PAGE EXTRACT:
....

2/13/2012

Misallocation of our limited talents

We are all very familiar with so many top surgeons, lawyers and CEOs joining politics and working in a field that their professionally trained skills and expertise were of no specific relevance. We are depriving the industries and people of these talents and putting them in areas that they may not perform at the best of their talents. It is also a great loss of investments in acquiring their skills and expertise. Training someone to reach the peak of their profession only to pull them out to do something that they are not trained to do but assumed to be equally experts.

The other area of increasing concern is to train graduates, with hundreds of thousands being spent in their education, to become taxi drivers. Not that driving taxis is a bad profession. It is just using over qualified people to do a much simpler job. It is definitely a misallocation of talents and resources. The same principle applies to highly qualified graduates not being employed to perform the jobs that they are trained and equipped to do.

The third area is the civil service. Many of our top talents, on paper, are in the civil service. Could they be deployed in more productive areas in the private sector? Agree that successful entrepreneurs do not need academic excellence. But there are many advantages of having academically excellent talents in many fields in the industry that required serious technical knowledge that some entrepreneurs are not armed with.

Are we allocating our precious little super talent pools efficiently?

8 comments:

Ⓜatilah $ingapura⚠️ said...

Central planning of "talent allocation" is a recipe for failure.

The best thing for Singapore is to keep the borders open and allow foreigners to come in and "try".

Spontaneous order, and usually a very robust order evolves out of chaos. Singapore needs to boil with chaos for a decade or so more...let the weak die off or if they have the gumption -- change and "get with the program".

Creative destruction is a necessary process of culling the unnecessary and allowing the best to flourish and raise everything up as the best grow and spread their influence.

In other words, allow the market to allocate resources, including "talent" (which it already does, wonderfully)

Anonymous said...

Let the person finds his/her own way to live.
Be it living as one chooses or to live as others want him/her to live.
No one has the right to stop a talent wishing to live as a hermit or a spiritual being. Nor can anyone accuse them of wasting their talents.

On the other hand, self claimed talents may not be recognized or accepted as talents. Not surprising that many such talents are just great talkers, some sweet, some intimidating and some downright cons and cheats.

Anonymous said...

one is talented only if PAPPPY says so.

Anonymous said...

The object of the Party Against People is to monopolize & keep talented Singaporeans away from Opposition political parties.

This is done via the scholarship system and civil service fast track.

Look at CSM and the Workers' Party.
See what can happen when a talented Singaporean is allowed to think for himself.

Anonymous said...

Sun Yat-sen was a qualified medical doctor. He gave up medical practice to be revolutionist to save whole population of old China instead of just hundreds or thousands or patients.

Ng Eng Heng did the same in order to save the Singapore people from ???

It does not matter what you are trained as but it in important that you have lived to save the people.

....

PROVIDED INFORMATION:
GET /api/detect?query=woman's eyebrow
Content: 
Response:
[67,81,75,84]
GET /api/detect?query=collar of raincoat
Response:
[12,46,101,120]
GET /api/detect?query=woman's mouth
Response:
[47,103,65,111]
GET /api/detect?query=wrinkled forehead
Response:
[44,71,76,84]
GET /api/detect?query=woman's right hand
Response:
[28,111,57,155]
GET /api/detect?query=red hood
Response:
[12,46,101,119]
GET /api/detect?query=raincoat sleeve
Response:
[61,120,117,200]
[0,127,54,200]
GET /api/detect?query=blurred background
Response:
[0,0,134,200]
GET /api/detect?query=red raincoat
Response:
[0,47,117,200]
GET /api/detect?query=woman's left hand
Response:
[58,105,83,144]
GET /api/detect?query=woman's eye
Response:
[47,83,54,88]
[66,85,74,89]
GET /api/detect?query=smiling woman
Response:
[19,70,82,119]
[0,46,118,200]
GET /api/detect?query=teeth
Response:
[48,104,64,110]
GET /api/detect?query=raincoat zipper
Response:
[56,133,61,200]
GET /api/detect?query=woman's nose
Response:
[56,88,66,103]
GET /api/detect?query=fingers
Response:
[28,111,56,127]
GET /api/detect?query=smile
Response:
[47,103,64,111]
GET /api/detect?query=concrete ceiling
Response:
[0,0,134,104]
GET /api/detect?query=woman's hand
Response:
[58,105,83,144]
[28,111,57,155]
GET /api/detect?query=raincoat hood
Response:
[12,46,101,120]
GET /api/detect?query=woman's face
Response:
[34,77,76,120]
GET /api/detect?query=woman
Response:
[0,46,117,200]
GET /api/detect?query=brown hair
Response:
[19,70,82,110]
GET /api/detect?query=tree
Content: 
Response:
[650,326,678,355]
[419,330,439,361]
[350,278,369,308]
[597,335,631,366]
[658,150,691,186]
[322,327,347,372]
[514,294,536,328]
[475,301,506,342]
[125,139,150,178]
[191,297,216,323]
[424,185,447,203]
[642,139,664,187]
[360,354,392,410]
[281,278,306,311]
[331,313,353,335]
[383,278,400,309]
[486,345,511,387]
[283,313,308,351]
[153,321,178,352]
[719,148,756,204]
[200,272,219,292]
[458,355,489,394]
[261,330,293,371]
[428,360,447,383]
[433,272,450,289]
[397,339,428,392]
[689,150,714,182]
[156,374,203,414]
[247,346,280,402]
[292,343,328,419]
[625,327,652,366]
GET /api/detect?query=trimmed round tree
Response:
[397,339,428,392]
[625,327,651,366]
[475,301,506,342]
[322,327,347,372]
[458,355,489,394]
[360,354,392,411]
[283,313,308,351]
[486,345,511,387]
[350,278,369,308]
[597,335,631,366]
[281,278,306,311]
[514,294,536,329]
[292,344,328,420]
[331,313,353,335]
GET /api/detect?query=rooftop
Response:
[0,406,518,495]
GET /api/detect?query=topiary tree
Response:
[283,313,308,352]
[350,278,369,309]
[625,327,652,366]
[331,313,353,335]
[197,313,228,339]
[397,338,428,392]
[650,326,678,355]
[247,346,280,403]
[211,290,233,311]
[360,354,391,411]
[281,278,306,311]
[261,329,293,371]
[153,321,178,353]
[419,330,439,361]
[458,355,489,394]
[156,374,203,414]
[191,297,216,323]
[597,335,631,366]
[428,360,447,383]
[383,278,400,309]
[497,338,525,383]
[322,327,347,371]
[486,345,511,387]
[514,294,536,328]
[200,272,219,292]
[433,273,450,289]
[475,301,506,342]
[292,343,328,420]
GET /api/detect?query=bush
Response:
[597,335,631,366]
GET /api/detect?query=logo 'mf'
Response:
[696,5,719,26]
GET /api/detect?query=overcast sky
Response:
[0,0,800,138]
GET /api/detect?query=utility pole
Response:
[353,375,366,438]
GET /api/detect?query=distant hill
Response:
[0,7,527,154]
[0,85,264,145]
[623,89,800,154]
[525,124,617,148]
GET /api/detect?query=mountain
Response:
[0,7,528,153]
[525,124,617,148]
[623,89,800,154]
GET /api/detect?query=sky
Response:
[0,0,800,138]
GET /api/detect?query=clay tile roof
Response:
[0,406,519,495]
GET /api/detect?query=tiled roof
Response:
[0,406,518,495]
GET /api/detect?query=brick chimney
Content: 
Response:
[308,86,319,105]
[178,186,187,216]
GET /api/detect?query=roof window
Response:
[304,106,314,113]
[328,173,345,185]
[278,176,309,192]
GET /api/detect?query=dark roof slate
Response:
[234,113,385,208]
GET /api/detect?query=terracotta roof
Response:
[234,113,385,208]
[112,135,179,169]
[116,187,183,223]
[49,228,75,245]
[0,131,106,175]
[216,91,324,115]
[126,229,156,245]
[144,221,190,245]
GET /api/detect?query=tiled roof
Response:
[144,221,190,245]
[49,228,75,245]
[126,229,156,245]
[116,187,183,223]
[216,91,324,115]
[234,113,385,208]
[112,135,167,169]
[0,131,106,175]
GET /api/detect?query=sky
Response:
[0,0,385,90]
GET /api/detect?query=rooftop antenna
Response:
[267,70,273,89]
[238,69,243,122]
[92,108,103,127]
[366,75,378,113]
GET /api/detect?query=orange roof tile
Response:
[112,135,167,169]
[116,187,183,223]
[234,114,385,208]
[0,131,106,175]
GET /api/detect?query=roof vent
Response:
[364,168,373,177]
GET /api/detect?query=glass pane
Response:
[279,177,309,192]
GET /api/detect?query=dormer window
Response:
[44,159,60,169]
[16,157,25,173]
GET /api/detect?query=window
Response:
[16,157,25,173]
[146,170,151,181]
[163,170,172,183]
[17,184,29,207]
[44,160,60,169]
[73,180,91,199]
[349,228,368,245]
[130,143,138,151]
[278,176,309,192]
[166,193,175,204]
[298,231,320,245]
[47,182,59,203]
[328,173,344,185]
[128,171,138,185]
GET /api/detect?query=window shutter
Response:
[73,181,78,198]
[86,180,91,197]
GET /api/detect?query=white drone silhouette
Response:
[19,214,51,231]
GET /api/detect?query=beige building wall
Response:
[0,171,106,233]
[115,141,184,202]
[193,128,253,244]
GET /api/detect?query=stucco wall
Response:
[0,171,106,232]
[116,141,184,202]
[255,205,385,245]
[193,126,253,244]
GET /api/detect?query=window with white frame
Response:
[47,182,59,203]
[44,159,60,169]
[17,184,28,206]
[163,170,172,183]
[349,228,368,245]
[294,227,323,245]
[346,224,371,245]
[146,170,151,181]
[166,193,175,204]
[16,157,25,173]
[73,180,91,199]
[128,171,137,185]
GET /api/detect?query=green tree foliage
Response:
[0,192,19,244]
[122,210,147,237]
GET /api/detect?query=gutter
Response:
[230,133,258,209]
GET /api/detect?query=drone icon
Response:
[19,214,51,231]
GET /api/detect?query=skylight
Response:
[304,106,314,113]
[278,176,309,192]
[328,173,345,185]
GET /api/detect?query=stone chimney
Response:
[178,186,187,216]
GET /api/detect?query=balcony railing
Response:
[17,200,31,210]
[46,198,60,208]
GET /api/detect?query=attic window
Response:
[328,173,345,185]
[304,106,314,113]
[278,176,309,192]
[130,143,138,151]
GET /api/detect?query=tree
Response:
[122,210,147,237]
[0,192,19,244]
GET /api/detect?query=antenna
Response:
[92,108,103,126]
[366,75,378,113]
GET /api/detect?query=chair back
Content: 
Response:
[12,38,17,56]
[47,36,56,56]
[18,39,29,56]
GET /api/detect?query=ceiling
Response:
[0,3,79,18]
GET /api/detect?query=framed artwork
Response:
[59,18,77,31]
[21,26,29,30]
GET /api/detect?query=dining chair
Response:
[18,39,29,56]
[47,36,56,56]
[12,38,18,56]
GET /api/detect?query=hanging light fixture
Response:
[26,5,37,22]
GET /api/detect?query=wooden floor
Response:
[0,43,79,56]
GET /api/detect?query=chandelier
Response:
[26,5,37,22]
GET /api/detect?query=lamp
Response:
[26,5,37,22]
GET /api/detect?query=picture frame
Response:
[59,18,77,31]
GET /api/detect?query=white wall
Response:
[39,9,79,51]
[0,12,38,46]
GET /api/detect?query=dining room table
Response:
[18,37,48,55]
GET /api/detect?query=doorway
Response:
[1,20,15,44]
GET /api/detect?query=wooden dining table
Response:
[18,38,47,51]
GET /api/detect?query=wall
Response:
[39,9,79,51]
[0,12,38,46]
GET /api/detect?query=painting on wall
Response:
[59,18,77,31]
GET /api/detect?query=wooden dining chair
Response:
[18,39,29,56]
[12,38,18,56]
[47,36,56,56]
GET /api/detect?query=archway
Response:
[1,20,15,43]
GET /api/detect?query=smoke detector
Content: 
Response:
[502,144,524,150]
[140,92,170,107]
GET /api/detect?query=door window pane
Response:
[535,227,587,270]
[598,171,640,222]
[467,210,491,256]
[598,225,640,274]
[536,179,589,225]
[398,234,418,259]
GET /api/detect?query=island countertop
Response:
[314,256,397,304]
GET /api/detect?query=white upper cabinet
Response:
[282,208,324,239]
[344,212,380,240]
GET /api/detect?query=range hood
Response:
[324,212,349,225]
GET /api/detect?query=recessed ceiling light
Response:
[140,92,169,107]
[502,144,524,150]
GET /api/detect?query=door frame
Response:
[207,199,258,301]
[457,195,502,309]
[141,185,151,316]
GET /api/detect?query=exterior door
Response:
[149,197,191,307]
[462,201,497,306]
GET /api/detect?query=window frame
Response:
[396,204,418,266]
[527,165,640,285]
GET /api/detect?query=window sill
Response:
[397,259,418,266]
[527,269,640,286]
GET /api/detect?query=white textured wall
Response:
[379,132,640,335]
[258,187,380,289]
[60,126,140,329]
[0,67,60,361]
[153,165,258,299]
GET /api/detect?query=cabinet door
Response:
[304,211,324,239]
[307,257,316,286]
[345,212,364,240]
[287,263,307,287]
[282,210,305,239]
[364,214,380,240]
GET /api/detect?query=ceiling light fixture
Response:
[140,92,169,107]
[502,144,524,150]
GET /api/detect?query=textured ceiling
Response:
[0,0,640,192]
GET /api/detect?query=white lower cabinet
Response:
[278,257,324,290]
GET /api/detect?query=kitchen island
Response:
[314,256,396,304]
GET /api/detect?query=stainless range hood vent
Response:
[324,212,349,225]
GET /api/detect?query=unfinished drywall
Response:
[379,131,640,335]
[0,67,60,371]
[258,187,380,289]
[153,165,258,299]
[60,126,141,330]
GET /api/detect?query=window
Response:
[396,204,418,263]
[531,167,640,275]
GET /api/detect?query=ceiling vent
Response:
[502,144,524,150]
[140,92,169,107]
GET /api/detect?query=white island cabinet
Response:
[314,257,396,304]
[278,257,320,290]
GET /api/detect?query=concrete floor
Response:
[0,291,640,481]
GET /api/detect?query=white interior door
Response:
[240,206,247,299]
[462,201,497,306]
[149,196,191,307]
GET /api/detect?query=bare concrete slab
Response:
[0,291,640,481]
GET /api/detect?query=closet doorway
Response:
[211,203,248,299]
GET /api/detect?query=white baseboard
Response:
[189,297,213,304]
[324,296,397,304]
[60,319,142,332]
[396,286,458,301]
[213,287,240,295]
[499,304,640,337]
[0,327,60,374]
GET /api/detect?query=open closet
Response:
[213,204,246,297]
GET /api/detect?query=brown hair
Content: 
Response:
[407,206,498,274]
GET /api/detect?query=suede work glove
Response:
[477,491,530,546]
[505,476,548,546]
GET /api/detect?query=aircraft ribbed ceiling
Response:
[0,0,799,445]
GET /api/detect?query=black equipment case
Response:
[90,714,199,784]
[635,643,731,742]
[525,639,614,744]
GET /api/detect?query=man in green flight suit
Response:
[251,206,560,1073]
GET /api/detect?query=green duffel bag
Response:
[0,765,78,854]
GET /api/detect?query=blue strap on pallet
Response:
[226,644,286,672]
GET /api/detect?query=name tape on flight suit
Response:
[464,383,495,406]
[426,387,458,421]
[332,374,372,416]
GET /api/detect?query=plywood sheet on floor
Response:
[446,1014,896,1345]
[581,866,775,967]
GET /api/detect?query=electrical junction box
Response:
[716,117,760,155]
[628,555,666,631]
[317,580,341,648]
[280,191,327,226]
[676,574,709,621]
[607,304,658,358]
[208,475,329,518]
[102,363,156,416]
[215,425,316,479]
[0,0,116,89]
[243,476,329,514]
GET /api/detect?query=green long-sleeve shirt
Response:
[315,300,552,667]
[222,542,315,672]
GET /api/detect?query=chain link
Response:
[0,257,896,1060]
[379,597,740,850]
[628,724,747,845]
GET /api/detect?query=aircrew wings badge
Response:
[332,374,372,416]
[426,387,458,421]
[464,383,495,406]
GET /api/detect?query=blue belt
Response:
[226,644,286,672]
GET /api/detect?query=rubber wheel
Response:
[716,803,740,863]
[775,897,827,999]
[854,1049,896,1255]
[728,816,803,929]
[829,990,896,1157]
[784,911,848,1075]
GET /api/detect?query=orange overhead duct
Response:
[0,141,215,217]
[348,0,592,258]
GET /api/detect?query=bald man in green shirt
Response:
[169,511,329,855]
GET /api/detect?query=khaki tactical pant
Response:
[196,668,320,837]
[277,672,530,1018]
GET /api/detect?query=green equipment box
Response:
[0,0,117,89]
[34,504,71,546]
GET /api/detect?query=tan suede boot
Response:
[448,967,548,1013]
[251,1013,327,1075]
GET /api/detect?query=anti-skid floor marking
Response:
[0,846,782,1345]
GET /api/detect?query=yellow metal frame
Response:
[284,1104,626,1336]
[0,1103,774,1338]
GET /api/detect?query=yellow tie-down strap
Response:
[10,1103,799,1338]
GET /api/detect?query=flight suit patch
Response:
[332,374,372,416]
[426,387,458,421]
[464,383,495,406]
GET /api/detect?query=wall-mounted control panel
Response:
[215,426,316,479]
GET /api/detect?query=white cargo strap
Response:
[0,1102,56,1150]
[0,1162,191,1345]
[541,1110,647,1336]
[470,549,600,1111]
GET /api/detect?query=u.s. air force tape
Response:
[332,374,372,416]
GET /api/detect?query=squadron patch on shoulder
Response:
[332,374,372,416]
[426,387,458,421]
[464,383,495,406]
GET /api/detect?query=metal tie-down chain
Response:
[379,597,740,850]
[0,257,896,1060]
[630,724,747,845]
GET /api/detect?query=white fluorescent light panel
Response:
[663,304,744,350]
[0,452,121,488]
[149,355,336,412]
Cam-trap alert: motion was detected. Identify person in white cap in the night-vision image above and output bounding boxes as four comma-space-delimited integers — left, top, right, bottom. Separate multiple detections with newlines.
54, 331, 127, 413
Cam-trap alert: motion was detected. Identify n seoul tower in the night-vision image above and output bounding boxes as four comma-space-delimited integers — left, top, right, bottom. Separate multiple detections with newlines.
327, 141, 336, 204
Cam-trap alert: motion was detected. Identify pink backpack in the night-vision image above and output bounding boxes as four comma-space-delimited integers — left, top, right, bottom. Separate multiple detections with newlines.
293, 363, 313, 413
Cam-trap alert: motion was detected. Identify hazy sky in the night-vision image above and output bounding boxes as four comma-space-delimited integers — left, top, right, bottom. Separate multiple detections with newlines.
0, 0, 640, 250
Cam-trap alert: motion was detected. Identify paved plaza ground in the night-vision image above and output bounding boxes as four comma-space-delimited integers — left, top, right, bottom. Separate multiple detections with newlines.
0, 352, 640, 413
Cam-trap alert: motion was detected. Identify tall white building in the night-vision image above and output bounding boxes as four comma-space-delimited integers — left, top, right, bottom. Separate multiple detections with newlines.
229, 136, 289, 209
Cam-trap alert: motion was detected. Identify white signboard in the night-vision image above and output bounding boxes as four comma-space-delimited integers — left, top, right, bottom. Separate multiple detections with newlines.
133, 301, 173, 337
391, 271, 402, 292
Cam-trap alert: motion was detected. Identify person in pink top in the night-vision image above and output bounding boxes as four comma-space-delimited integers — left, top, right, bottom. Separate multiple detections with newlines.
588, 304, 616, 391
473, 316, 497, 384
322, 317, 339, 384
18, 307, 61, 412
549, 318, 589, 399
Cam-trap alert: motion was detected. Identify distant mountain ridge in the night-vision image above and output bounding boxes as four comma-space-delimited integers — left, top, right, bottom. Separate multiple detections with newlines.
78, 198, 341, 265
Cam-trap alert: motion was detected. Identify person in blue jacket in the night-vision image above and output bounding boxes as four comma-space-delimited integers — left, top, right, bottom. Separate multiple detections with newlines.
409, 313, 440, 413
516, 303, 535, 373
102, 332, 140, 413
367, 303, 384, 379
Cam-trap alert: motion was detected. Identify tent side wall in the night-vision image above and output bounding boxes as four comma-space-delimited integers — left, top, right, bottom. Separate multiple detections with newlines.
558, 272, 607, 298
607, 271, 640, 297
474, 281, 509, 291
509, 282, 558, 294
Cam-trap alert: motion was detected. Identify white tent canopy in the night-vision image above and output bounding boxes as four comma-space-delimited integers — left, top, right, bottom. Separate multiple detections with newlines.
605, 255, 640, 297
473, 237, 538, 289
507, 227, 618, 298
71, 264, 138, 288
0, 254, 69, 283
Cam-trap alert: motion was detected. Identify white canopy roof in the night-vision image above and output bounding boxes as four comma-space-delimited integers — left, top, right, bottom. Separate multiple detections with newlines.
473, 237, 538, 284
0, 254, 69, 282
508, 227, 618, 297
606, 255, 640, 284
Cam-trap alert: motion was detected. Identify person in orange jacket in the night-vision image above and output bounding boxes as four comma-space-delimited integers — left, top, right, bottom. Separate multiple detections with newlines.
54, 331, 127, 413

....

ASSIGNMENT A:
In the blog post on misallocation of talents, what job does the author say highly educated graduates are being trained to end up doing?
ASSIGNMENT B:
Carry on the blog post on misallocation of talents, starting after its final line.
The rows play no part in any of this.

ANSWER AREA A:
Driving taxis.

ANSWER AREA B:
Chua Chin Leng aka redbean said...

There are always exception and Sun Yat Sen was an exceptional leader. How many leaders can hold a candle to him?

Yes, there is nothing wrong with professionals trained in different professions to be in politics. With out dearth of professional talents, and if we consciously picked the best of every profession to go into politics as a policy, then many talents would be wasted in politics as their hearts are not in politics. They will be daily lamenting how much more they could make in their previous profession or how much lesser they are making now and complaining about sacrifices they made.

Sun Yat Sen chose to go into politics. There was a dire national cause, a mission to save a country and millions of people. He was not invited to tea and have to tell people he needed some time to think about it. And later reluctantly accepted and claimed to have sacrificed so much for not making money as a doctor.

Anonymous said...

We need people with heads screwed on properly to be in Politics, thats why we will always need such people. In Politics, and in Civil service.

Politics is policy making for the masses, not everyone is suitable, certainly not those who propose half-baked solutions, philanderers and people who tikam tikam suggestions all the time hoping one will hit jackpot.

Anonymous said...

Revolutionary liked Sun Yat Yen are born or response to the need of ones' nation.
They are usually thinkers who are able to see the danger his nation is in. They know that it is imperative that they act to save the people and the country. Uppermost in their minds are the well-being of the nation and the people. Money and glory are not their priority.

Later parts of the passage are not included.